─── Excerpt
Best Buy (NYSE: BBY) reported significant restructuring costs in Q1 as it overhauled its health care business, which is experiencing slower-than-expected performance in its home-based care division.
The company spent $109 million in restructuring charges during the first quarter, largely tied to the restructuring initiative in its Best Buy Health business, according to the company’s earnings report. The costs were primarily related to asset impairments.
While the company has expanded its home-based care business in recent years, it has recently encountered some complications with the segment, according to Best Buy CEO Corie Barry.
“The business that we have called active aging, our lively business or even just some of the care at home business, these remain very viable business models for the future,” Barry said on the company’s Q1 earnings call on Thursday. “Now the part that has been harder and taken longer to develop than we initially thought is some of the very discreet in-home health that we are providing in partnership with some of the health care industry.”
Barry cited two reasons for the complexities of the company’s in-home services line.
“One, by the adoption of hospital-at-home solutions at scale just being slower because, partially, the health at home waiver has been caught up in a lot of the administration’s budgeting conversations, and it’s been inconsistent in terms of how long that waiver will be in place,” Barry said. “And two, some of the health care providers have just faced their own financial struggles over the past few years. So we’ve been working to optimize that part of the health care business at Best Buy.”
The “remaining” parts of its health care business remain very viable, Barry said.
Boston-based Best Buy Health, a subsidiary of Best Buy, provides consumer health products, device-based emergency response services for aging people and virtual care.
In Q1, Best Buy’s gross profit rate increased 23.5%, up from 23.4% in 2024 – but the increase was tempered by rate pressure on its health care business.
“The higher gross profit rate was primarily due to improved financial performance from the company’s services category, including its membership offerings, which was partially offset by rate pressure within the company’s Best Buy Health business and lower profit-sharing revenue from the company’s private label and co-branded credit card arrangement,” the company’s earnings report read.
The company’s overall revenue for Q1 rang in at $8.8 billion, a 0.9% dip from the previous year.
Best Buy Health’s leaders have previously said the company is putting “the home at the center of health.” In 2021, it acquired at-home care technology company Current Health and it launched a hospital-at-home partnership with Atrium Health in 2023.
──────
Assignment 1 ▸ Reproduce word for word the part of the article on Best Buy Health that opens with the words containing "While the company" and closes with "in-home services line.".
Assignment 2 ▸ For each statement, answer yes or no depending on whether the article on Best Buy Health agrees, and quote the words that decide it: (a) Best Buy recorded $109 million in restructuring charges in the first quarter. (b) Best Buy's overall Q1 revenue grew compared with the previous year. (c) Best Buy Health is based in Boston.
The dataset excerpts have nothing to do with this.
─── Information supplied
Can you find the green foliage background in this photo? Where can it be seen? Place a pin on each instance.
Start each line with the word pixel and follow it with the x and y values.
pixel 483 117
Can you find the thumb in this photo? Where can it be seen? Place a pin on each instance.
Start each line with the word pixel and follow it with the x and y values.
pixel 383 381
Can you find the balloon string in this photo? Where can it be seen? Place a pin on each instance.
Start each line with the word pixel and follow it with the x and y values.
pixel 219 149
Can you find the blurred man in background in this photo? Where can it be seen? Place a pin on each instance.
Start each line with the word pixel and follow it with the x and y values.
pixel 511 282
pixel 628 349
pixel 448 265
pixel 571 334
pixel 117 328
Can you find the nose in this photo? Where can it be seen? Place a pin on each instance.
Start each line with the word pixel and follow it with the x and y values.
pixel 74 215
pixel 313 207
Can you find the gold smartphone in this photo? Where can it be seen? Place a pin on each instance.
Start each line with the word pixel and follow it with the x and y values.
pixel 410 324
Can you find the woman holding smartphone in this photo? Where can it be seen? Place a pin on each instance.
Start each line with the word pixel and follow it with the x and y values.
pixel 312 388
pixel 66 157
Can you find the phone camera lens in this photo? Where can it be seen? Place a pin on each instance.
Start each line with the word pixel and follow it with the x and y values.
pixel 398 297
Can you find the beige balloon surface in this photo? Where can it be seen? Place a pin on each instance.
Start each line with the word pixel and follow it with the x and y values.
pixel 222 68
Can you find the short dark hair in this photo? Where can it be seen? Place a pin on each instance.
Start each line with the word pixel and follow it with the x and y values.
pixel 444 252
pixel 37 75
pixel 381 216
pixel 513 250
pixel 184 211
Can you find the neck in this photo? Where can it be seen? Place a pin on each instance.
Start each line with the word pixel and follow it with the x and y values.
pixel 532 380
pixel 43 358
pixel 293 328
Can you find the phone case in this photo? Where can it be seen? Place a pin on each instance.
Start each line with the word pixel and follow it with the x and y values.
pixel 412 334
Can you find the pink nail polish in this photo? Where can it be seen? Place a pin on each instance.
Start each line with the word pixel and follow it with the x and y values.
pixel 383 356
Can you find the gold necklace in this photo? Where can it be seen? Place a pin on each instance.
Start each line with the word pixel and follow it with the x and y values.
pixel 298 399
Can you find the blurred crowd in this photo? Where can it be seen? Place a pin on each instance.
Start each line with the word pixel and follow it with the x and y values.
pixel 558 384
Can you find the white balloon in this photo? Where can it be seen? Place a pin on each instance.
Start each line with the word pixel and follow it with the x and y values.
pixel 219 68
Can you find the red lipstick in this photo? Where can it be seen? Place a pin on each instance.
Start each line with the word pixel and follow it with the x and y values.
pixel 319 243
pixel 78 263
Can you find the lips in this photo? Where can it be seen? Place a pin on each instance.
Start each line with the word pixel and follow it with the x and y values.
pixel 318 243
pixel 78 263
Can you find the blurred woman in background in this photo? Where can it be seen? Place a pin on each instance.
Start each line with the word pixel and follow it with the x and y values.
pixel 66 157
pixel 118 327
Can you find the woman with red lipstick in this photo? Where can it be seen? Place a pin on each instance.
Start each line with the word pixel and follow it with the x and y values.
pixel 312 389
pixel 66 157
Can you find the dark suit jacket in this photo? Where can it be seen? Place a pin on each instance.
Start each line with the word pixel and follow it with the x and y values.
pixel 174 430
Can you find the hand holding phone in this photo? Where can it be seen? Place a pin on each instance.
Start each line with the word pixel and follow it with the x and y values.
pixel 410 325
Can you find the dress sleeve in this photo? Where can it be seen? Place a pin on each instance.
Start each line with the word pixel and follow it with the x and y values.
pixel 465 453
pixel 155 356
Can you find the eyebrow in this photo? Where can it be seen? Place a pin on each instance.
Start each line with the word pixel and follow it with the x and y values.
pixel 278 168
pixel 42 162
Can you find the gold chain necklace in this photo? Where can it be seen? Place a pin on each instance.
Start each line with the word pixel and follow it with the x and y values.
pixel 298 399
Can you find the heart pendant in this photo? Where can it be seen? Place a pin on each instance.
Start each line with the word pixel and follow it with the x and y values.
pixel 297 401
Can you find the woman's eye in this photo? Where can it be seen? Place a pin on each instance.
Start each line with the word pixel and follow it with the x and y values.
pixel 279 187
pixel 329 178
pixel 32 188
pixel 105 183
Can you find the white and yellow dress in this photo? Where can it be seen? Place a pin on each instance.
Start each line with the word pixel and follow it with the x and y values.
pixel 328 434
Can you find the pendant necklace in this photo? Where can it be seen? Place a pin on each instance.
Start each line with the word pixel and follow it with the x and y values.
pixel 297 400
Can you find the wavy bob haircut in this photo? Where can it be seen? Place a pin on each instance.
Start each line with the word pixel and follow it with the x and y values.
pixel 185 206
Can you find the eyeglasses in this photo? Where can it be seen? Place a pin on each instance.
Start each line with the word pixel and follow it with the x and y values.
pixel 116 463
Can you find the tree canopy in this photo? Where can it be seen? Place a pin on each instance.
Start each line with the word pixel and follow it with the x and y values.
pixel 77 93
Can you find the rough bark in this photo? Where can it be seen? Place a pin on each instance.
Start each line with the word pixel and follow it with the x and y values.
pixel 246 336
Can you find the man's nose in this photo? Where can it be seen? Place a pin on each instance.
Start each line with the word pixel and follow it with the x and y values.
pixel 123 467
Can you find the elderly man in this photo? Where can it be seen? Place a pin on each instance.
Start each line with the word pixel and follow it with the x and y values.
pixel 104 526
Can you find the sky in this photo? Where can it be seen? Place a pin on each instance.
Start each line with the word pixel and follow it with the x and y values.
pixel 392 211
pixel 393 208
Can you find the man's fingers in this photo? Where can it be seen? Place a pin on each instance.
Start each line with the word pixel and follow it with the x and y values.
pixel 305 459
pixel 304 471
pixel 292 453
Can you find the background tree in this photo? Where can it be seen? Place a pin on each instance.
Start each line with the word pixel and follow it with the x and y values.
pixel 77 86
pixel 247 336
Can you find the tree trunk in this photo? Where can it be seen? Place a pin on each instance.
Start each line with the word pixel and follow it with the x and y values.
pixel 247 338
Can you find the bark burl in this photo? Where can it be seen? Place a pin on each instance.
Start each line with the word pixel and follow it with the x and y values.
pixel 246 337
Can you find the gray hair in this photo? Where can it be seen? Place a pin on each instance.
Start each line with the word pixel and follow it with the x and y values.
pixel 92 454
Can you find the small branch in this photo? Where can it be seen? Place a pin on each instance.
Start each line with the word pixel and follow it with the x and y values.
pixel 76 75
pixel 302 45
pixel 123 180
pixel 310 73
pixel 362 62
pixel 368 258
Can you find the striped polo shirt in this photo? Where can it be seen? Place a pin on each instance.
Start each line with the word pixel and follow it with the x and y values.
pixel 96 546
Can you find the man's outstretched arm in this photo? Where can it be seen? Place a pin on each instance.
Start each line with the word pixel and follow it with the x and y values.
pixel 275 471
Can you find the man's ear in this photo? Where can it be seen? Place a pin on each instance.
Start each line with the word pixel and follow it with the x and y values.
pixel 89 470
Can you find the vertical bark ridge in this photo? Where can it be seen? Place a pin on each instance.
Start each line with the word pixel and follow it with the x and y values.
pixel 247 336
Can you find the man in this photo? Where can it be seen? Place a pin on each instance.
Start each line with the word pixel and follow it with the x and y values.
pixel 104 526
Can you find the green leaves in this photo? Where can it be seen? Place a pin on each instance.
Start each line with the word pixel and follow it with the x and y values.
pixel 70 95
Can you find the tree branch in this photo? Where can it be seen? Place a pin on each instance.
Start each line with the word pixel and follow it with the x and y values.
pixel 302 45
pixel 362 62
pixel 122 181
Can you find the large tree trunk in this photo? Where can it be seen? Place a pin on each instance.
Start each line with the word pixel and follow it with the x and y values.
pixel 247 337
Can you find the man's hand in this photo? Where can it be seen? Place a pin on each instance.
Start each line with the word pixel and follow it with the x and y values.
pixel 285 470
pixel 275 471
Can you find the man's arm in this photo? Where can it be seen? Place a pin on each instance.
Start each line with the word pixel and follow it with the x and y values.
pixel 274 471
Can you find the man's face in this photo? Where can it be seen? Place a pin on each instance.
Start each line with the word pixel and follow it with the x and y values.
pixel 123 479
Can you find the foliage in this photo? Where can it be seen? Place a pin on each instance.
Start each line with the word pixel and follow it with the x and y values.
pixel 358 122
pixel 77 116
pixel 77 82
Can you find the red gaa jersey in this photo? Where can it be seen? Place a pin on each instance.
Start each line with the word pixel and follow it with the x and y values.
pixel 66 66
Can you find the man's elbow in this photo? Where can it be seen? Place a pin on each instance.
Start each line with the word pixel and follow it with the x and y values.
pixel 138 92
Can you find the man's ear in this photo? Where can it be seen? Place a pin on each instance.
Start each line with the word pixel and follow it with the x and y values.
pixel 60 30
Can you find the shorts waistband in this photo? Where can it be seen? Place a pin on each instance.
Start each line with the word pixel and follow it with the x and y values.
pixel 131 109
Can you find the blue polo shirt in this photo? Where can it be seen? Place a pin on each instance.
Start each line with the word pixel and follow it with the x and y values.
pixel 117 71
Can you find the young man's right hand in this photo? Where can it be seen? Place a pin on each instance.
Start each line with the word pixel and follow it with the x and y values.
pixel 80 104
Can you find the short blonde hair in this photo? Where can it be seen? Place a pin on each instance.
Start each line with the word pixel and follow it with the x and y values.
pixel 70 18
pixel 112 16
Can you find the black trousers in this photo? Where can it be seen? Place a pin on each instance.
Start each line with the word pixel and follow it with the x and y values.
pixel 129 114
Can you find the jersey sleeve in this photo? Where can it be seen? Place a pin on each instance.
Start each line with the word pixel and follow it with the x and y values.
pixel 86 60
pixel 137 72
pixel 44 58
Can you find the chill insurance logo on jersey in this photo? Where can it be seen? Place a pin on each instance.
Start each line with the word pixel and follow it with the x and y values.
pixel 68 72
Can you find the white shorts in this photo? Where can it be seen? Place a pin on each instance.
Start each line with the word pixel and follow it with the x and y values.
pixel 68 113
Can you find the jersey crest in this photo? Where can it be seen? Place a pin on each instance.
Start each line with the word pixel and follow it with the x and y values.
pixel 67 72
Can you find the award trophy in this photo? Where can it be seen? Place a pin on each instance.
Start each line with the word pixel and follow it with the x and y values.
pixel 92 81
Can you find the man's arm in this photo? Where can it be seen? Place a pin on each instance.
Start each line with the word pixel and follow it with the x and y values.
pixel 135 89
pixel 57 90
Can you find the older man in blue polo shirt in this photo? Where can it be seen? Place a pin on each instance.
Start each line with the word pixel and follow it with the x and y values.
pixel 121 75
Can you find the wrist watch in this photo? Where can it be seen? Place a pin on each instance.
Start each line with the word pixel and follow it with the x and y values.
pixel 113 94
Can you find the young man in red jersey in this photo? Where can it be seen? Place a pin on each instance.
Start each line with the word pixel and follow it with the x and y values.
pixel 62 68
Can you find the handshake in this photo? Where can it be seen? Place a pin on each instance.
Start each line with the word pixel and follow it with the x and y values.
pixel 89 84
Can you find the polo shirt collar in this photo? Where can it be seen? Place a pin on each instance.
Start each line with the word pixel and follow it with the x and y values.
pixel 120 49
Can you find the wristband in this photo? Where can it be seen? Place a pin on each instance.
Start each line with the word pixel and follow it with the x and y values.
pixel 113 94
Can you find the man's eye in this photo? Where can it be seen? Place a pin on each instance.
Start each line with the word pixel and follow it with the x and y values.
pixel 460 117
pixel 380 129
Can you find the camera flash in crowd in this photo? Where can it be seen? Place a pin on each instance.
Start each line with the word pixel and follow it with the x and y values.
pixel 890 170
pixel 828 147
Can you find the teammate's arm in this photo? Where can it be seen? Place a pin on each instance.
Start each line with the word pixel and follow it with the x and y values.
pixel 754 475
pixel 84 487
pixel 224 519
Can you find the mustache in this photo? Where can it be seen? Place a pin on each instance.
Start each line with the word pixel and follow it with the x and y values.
──────
Task output 1 ▸
While the company has expanded its home-based care business in recent years, it has recently encountered some complications with the segment, according to Best Buy CEO Corie Barry.
“The business that we have called active aging, our lively business or even just some of the care at home business, these remain very viable business models for the future,” Barry said on the company’s Q1 earnings call on Thursday. “Now the part that has been harder and taken longer to develop than we initially thought is some of the very discreet in-home health that we are providing in partnership with some of the health care industry.”
Barry cited two reasons for the complexities of the company’s in-home services line.

Task output 2 ▸
(a) Yes: "The company spent $109 million in restructuring charges during the first quarter"
(b) No: "The company’s overall revenue for Q1 rang in at $8.8 billion, a 0.9% dip from the previous year."
(c) Yes: "Boston-based Best Buy Health, a subsidiary of Best Buy"